### DESCRIPTION OF THE TASK
Copy out each of the rows below word for word, keeping every line in its original order.

### DATASET EXTRACT
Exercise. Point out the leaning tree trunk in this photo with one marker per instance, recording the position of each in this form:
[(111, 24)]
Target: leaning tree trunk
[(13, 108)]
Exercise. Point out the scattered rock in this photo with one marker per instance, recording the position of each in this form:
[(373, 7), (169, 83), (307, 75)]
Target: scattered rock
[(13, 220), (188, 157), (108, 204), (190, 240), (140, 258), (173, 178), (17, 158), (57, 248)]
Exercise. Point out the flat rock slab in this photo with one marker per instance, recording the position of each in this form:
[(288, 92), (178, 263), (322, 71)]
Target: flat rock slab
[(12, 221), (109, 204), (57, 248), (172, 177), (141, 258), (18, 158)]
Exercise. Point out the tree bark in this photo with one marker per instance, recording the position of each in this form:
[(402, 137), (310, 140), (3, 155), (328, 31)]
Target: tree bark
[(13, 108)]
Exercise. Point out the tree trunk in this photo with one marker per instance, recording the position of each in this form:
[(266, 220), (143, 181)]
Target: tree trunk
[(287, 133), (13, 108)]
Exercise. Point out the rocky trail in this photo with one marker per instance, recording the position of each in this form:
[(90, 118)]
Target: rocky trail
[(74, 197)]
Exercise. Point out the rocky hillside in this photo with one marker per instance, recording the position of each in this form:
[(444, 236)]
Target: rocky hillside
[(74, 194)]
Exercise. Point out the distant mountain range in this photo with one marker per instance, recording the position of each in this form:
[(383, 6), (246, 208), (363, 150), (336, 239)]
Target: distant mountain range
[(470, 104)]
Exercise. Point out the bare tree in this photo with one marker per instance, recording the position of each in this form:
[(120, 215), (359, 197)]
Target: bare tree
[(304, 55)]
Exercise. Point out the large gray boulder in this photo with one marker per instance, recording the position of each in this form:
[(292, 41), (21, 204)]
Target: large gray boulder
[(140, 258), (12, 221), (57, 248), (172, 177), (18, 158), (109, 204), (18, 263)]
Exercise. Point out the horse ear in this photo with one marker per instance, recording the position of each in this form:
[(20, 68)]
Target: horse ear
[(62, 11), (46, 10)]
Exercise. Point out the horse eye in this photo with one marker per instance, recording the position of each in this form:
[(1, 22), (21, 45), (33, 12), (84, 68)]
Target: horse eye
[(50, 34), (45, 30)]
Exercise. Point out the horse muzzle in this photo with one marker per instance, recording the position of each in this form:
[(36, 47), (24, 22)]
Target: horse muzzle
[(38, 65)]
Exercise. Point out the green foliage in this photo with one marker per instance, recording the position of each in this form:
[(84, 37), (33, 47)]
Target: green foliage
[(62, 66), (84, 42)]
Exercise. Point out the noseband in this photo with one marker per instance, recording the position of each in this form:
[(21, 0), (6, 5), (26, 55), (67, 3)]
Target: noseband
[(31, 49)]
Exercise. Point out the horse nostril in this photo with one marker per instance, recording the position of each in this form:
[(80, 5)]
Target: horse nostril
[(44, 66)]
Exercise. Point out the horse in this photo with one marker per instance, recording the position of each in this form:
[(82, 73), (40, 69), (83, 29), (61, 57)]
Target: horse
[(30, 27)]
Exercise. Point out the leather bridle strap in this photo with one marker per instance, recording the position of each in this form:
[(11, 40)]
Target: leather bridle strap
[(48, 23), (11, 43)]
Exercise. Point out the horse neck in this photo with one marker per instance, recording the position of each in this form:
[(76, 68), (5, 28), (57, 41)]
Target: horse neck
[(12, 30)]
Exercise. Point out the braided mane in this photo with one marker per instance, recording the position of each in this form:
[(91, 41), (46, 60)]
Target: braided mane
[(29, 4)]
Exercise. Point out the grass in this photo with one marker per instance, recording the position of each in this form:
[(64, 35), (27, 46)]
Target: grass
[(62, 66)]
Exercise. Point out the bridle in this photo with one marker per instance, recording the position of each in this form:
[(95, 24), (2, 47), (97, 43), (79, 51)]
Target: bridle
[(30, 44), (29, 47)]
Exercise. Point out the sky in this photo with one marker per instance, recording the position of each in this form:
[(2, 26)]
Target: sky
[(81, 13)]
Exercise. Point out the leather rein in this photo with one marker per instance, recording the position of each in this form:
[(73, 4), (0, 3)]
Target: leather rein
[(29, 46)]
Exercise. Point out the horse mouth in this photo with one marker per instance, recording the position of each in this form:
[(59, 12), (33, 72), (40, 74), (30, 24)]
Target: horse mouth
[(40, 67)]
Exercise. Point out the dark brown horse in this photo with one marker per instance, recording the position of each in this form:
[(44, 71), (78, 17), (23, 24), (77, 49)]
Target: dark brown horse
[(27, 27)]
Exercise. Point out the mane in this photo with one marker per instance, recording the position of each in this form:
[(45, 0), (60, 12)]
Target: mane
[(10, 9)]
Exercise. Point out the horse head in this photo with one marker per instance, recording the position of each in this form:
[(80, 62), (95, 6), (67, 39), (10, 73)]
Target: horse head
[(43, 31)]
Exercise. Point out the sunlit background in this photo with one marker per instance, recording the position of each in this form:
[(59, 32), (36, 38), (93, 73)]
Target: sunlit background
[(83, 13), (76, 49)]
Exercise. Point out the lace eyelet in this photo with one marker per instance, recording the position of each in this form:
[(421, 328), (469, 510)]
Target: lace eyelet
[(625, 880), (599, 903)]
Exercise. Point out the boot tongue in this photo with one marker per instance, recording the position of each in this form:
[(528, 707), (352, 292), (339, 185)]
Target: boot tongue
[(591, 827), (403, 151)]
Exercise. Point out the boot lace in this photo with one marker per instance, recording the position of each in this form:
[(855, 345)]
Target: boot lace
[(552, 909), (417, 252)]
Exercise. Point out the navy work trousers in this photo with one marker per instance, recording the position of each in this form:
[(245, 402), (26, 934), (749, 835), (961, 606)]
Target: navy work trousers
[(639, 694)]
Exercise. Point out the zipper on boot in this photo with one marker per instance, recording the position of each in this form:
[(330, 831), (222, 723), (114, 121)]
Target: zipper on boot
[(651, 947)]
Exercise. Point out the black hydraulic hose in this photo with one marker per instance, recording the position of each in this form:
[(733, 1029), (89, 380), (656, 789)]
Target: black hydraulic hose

### OUTPUT FOR THIS TASK
Exercise. Point out the leaning tree trunk in this photo with one marker per instance, recording the position of each in this form:
[(111, 24)]
Target: leaning tree trunk
[(13, 108)]
Exercise. Point out the scattered rock in this photo with one marker per instance, recording the position of each in this form:
[(373, 7), (169, 83), (307, 75)]
Target: scattered rock
[(13, 220), (188, 157), (108, 204), (190, 240), (140, 258), (173, 178), (17, 158), (57, 248)]
Exercise. Point out the flat rock slab in this photo with one marker per instance, recording the position of each in this form:
[(288, 92), (178, 263), (322, 71)]
Target: flat rock slab
[(12, 221), (109, 204), (57, 248), (172, 177), (141, 258), (18, 158)]
Exercise. Point out the tree bark in this photo with one marker per instance, recording the position of each in this form:
[(402, 137), (310, 140), (3, 155), (328, 31)]
Target: tree bark
[(13, 108)]
Exercise. Point out the tree trunk in this photo with one marker per instance, recording the position of each in this form:
[(266, 220), (143, 181)]
Target: tree trunk
[(287, 133), (13, 108)]
Exercise. Point out the rocky trail in this photo with one marker per instance, recording the position of each in this form:
[(90, 118)]
Target: rocky trail
[(74, 197)]
Exercise. Point out the rocky hillside in this photo with one marker per instance, recording the position of each in this form:
[(444, 236)]
Target: rocky hillside
[(74, 194)]
Exercise. Point out the distant mountain range in this photo with one marker per instance, recording the position of each in this form:
[(383, 6), (246, 208), (363, 150), (336, 239)]
Target: distant mountain range
[(470, 104)]
Exercise. Point out the bare tree in this photo with one marker per instance, recording the position of each in this form:
[(120, 215), (359, 197)]
Target: bare tree
[(304, 55)]
Exercise. Point out the large gray boulder in this photo with one marker per instance, recording the position of each in this form:
[(292, 41), (21, 204)]
Target: large gray boulder
[(140, 258), (12, 221), (57, 248), (172, 177), (18, 158), (109, 204), (18, 263)]
Exercise. Point out the horse ear in this photo with one marker per instance, recording the position of each in this form:
[(20, 68)]
Target: horse ear
[(62, 11), (46, 10)]
Exercise. Point out the horse eye in this photo with one marker per instance, recording the position of each in this form:
[(1, 22), (21, 45), (33, 12), (84, 68)]
Target: horse eye
[(50, 34), (45, 30)]
Exercise. Point out the horse muzzle in this photo with one marker per instance, recording the position of each in this form:
[(36, 47), (24, 22)]
Target: horse muzzle
[(38, 65)]
Exercise. Point out the green foliage in this photo with one marker per instance, recording the position of each in this form:
[(84, 37), (33, 47)]
Target: green foliage
[(62, 66), (84, 42)]
Exercise. Point out the noseband in this photo with one marker per instance, recording the position of each in this form:
[(21, 0), (6, 5), (26, 55), (67, 3)]
Target: noseband
[(31, 49)]
Exercise. Point out the horse nostril in this photo with one marker per instance, recording the position of each in this form:
[(80, 5)]
Target: horse nostril
[(44, 66)]
Exercise. Point out the horse in this photo with one marker per instance, recording the position of each in this form:
[(82, 73), (40, 69), (83, 29), (61, 57)]
Target: horse
[(30, 27)]
Exercise. Point out the leather bridle strap in this photo with one marker per instance, recording the position of each in this form:
[(11, 40)]
Target: leather bridle strap
[(48, 23), (11, 43)]
Exercise. Point out the horse neck in this photo with one marker per instance, recording the position of each in this form:
[(76, 68), (5, 28), (57, 41)]
Target: horse neck
[(12, 30)]
Exercise. Point out the braided mane in this photo with one marker per instance, recording the position of each in this form:
[(91, 41), (46, 60)]
Target: braided mane
[(29, 4)]
Exercise. Point out the grass in this photo with one marker per instance, recording the position of each in this form:
[(64, 35), (27, 46)]
Target: grass
[(62, 66)]
Exercise. Point out the bridle in this photo with one marker per instance, recording the position of each in this form:
[(95, 24), (2, 47), (97, 43), (79, 51)]
Target: bridle
[(30, 44), (29, 47)]
Exercise. Point out the sky in this photo with one marker per instance, recording the position of each in this form:
[(2, 26)]
Target: sky
[(81, 13)]
Exercise. Point out the leather rein in this photo with one marker per instance, recording the position of each in this form:
[(73, 4), (0, 3)]
Target: leather rein
[(29, 46)]
Exercise. Point out the horse mouth in this photo with one marker per instance, recording the position of each in this form:
[(59, 12), (33, 72), (40, 74), (30, 24)]
Target: horse mouth
[(40, 67)]
Exercise. Point out the dark brown horse in this photo with one marker per instance, recording the position of each in this form:
[(44, 71), (78, 17), (23, 24), (77, 49)]
Target: dark brown horse
[(27, 27)]
Exercise. Point out the mane in this photo with one marker per instance, recording the position of each in this form:
[(45, 0), (60, 12)]
Target: mane
[(10, 9)]
Exercise. Point out the horse head in this photo with one marker per instance, recording the position of each in this form:
[(80, 62), (95, 6), (67, 39), (10, 73)]
Target: horse head
[(43, 31)]
Exercise. Point out the sunlit background in this photo with one marker per instance, recording the position of each in this form:
[(59, 32), (36, 38), (93, 73)]
Target: sunlit background
[(83, 13), (76, 49)]
Exercise. Point out the lace eyelet in this photo with one marker per instance, recording the position of each in this form:
[(421, 328), (469, 510)]
Target: lace eyelet
[(625, 880), (599, 903)]
Exercise. Point out the boot tongue in this photo with one marker per instance, recording the position of each in this form:
[(528, 707), (352, 292), (339, 185)]
Target: boot tongue
[(591, 827), (403, 151)]
Exercise. Point out the boot lace in this photo with one marker per instance, recording the position of each in this form:
[(855, 345)]
Target: boot lace
[(552, 909), (417, 252)]
Exercise. Point out the navy work trousers in this photo with one marker per instance, recording the position of each in this form:
[(245, 402), (26, 934), (749, 835), (961, 606)]
Target: navy work trousers
[(639, 694)]
Exercise. Point out the zipper on boot in this photo with one marker per instance, recording the position of each in this form:
[(330, 831), (222, 723), (114, 121)]
Target: zipper on boot
[(651, 947)]
Exercise. Point out the black hydraulic hose in this photo with one marker per instance, recording the position of each in this form:
[(733, 1029), (89, 380), (656, 789)]
Target: black hydraulic hose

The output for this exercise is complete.